Zu erledigende Aufgaben:
1. Übernehmen Sie aus dem Text über sexuellen Missbrauch an Jungen den Abschnitt von „Missbrauch an Jungen findet“ bis „Gefühl zu entwickeln.“ wortgetreu.
2. Wo findet Missbrauch an Jungen laut dem Text über sexuellen Missbrauch an Jungen hauptsächlich statt?

Seitenauszug:
________________
Sexueller Missbrauch an Jungen

Die Tatsache, dass auch Jungen Opfer sexuellen Missbrauchs werden, ist mittlerweile zwar bekannt, aber noch längst nicht immer wirklich anerkannt. Zum Teil resultiert diese Nicht-Anerkennung aus der Unsicherheit der Öffentlichkeit, über das tatsächliche Ausmaß der sexualisierten Gewalt gegen Jungen. Hinzu kommen falsche Vorstellungen und Klischees hinsichtlich des sexuellen Missbrauchs an Jungen, die der Anerkennung der Betroffenheit von Jungen entgegenstehen.

Trotz unterschiedlich verwendeter Definitionen und unterschiedlicher Befragungsmethoden, zeigen internationale und deutsche Untersuchungen zur sexualisierten Gewalt gegen Jungen übereinstimmend, dass 8-10% der befragten Männer sexualisierte Gewalt erfahren mussten. Dunkelfeldschätzungen gehen davon aus, dass jeder fünfte bis achte Junge sexualisierte Gewalt erlebt.

Jungen bekennen sexuellen Missbrauch wahrscheinlich seltener, weil folgende Vorurteileherrschen:

  • Jungen, die in Ihrer Kindheit sexuell missbraucht worden sind, werden selber zu Tätern
  • Missbrauch wird mit "Schwäche" und "Ohnmacht" in Verbindung gebracht, ein Junge darf aber nicht schwach oder ohnmächtig sein
  • Unsere Gesellschaft erwartet von Jungen und Männern Stärke
  • Sind Jungen doch zu Opfern geworden, "hatten sie selber schuld", weil sie sich nicht richtig gewehrt haben
  • Sexuell missbrauchte Jungen wissen sich selber zu helfen
  • Jungen sexuellen Missbrauch leichter verarbeiten als Mädchen
  • Jungen wollen den Sexualkontakt und empfinden ihn als angenehm, insbesondere dann, wenn sie von einer Frau missbraucht werden
  • Missbrauch an Jungen mit Homosexualität in Verbindung gebracht wird und Jungen und Männer aber nicht als Homosexuelle abgestempelt werden wollen
  • Sexualität bei Jungen anders definiert wird, als bei Mädchen. Sexueller Missbrauch wird daher oft als unangemessenes, sexuelles Abenteuer gesehen, nicht aber als Missbrauch

Missbrauch an Jungen findet hauptsächlich außerhalb der Familie statt (Lehrer, Trainer, Pfarrer, usw.). Wenn der Vater der Täter ist, sind meistens auch die Geschwister mitbetroffen. Der Ablauf (Geheimhaltung, Hilflosigkeit, Reaktion, Aufdeckung, siehe 4-Phasen-Modell) ist ähnlich wie bei Mädchen. Zur Aufdeckung kommt es meistens, wenn der Junge befürchtet, dass sich der Missbrauch steigert oder wenn er Angst hat, ansteckende Krankheiten wie AIDS zu bekommen.

Erschreckend ist, dass von der Anzahl der Täter ca. 20% selbst in ihrer Jugend sexuelle Gewalt erfahren haben und diese sexuellen Missbrauchserfahrungen weitergeben, ohne für die Opfer oder ihre Tat ein Gefühl zu entwickeln.
________________
Untersuchte Daten:
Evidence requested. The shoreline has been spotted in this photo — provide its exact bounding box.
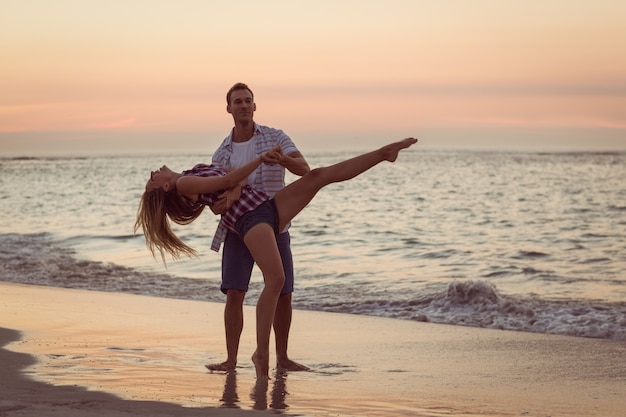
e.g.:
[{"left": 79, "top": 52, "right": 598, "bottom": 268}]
[{"left": 0, "top": 282, "right": 626, "bottom": 417}]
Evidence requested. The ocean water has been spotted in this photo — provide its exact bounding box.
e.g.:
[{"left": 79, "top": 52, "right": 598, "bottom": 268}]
[{"left": 0, "top": 145, "right": 626, "bottom": 340}]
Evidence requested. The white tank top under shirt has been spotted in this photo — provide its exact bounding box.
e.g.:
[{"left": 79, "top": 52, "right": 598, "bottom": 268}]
[{"left": 230, "top": 139, "right": 257, "bottom": 186}]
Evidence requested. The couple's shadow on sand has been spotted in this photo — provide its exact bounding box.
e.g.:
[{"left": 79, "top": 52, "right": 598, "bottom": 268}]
[{"left": 220, "top": 371, "right": 288, "bottom": 411}]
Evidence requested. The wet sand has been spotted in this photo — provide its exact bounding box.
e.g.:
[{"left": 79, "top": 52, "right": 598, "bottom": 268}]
[{"left": 0, "top": 283, "right": 626, "bottom": 417}]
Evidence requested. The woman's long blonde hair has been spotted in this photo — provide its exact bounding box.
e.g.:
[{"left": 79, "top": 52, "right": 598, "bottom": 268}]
[{"left": 134, "top": 188, "right": 204, "bottom": 264}]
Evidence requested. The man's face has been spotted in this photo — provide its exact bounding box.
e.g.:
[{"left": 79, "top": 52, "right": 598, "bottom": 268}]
[{"left": 226, "top": 90, "right": 256, "bottom": 122}]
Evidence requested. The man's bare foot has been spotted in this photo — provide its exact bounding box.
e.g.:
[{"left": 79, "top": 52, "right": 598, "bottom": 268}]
[
  {"left": 276, "top": 359, "right": 311, "bottom": 372},
  {"left": 382, "top": 138, "right": 417, "bottom": 162},
  {"left": 252, "top": 351, "right": 270, "bottom": 380},
  {"left": 204, "top": 361, "right": 237, "bottom": 372}
]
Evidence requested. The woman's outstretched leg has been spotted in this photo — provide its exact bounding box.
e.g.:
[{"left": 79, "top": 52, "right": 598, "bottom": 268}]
[{"left": 274, "top": 138, "right": 417, "bottom": 230}]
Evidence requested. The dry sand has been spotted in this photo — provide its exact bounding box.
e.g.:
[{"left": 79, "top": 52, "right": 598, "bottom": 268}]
[{"left": 0, "top": 283, "right": 626, "bottom": 417}]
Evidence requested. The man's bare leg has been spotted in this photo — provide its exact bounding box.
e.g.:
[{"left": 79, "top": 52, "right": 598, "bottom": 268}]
[
  {"left": 206, "top": 290, "right": 246, "bottom": 372},
  {"left": 274, "top": 293, "right": 310, "bottom": 371}
]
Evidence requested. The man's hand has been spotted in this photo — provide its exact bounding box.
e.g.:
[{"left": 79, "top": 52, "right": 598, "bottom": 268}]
[
  {"left": 210, "top": 184, "right": 241, "bottom": 215},
  {"left": 261, "top": 146, "right": 284, "bottom": 165}
]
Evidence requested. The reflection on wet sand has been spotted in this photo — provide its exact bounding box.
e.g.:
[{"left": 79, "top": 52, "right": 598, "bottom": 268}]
[{"left": 220, "top": 371, "right": 289, "bottom": 411}]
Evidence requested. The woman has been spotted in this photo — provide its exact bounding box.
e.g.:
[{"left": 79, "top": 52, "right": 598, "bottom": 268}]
[{"left": 135, "top": 138, "right": 417, "bottom": 379}]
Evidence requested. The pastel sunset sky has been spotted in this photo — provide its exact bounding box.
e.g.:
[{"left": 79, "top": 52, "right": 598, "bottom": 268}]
[{"left": 0, "top": 0, "right": 626, "bottom": 155}]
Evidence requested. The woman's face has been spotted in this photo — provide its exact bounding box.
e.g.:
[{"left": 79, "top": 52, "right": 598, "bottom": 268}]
[{"left": 146, "top": 165, "right": 176, "bottom": 191}]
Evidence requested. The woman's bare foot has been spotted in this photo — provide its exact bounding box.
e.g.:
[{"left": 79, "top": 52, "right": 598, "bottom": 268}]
[
  {"left": 381, "top": 138, "right": 417, "bottom": 162},
  {"left": 276, "top": 359, "right": 311, "bottom": 372},
  {"left": 204, "top": 361, "right": 237, "bottom": 372},
  {"left": 252, "top": 351, "right": 270, "bottom": 380}
]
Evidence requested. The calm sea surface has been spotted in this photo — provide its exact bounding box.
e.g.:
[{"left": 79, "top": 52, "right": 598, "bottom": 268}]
[{"left": 0, "top": 145, "right": 626, "bottom": 340}]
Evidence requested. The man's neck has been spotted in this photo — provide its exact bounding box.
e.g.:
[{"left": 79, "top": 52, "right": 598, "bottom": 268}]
[{"left": 233, "top": 122, "right": 254, "bottom": 142}]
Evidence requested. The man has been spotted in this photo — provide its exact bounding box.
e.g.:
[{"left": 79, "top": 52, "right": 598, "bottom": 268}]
[{"left": 207, "top": 83, "right": 310, "bottom": 372}]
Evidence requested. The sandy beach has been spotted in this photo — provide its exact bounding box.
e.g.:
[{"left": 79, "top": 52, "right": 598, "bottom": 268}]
[{"left": 0, "top": 283, "right": 626, "bottom": 417}]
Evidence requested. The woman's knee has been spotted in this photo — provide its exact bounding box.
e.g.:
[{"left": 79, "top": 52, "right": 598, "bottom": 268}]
[{"left": 265, "top": 274, "right": 285, "bottom": 295}]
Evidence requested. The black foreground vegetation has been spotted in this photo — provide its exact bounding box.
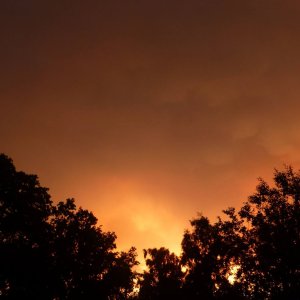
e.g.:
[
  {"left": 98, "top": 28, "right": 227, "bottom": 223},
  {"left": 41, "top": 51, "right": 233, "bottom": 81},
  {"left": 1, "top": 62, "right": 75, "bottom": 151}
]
[{"left": 0, "top": 154, "right": 300, "bottom": 300}]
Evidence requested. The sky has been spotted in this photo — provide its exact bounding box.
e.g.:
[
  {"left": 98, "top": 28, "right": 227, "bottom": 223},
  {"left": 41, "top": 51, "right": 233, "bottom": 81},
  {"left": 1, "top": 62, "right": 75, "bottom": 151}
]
[{"left": 0, "top": 0, "right": 300, "bottom": 253}]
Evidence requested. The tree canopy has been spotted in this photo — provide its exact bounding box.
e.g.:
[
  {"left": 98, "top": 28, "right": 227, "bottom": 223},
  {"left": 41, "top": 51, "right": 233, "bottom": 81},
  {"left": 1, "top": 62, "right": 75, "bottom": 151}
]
[
  {"left": 0, "top": 154, "right": 300, "bottom": 300},
  {"left": 0, "top": 154, "right": 137, "bottom": 299}
]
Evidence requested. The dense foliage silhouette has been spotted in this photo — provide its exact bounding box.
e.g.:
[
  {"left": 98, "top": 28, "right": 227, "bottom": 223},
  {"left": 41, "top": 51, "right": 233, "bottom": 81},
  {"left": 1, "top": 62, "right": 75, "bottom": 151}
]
________________
Ergebnisse je Aufgabe:
1.
Missbrauch an Jungen findet hauptsächlich außerhalb der Familie statt (Lehrer, Trainer, Pfarrer, usw.). Wenn der Vater der Täter ist, sind meistens auch die Geschwister mitbetroffen. Der Ablauf (Geheimhaltung, Hilflosigkeit, Reaktion, Aufdeckung, siehe 4-Phasen-Modell) ist ähnlich wie bei Mädchen. Zur Aufdeckung kommt es meistens, wenn der Junge befürchtet, dass sich der Missbrauch steigert oder wenn er Angst hat, ansteckende Krankheiten wie AIDS zu bekommen.

Erschreckend ist, dass von der Anzahl der Täter ca. 20% selbst in ihrer Jugend sexuelle Gewalt erfahren haben und diese sexuellen Missbrauchserfahrungen weitergeben, ohne für die Opfer oder ihre Tat ein Gefühl zu entwickeln.

2. Hauptsächlich außerhalb der Familie (Lehrer, Trainer, Pfarrer usw.).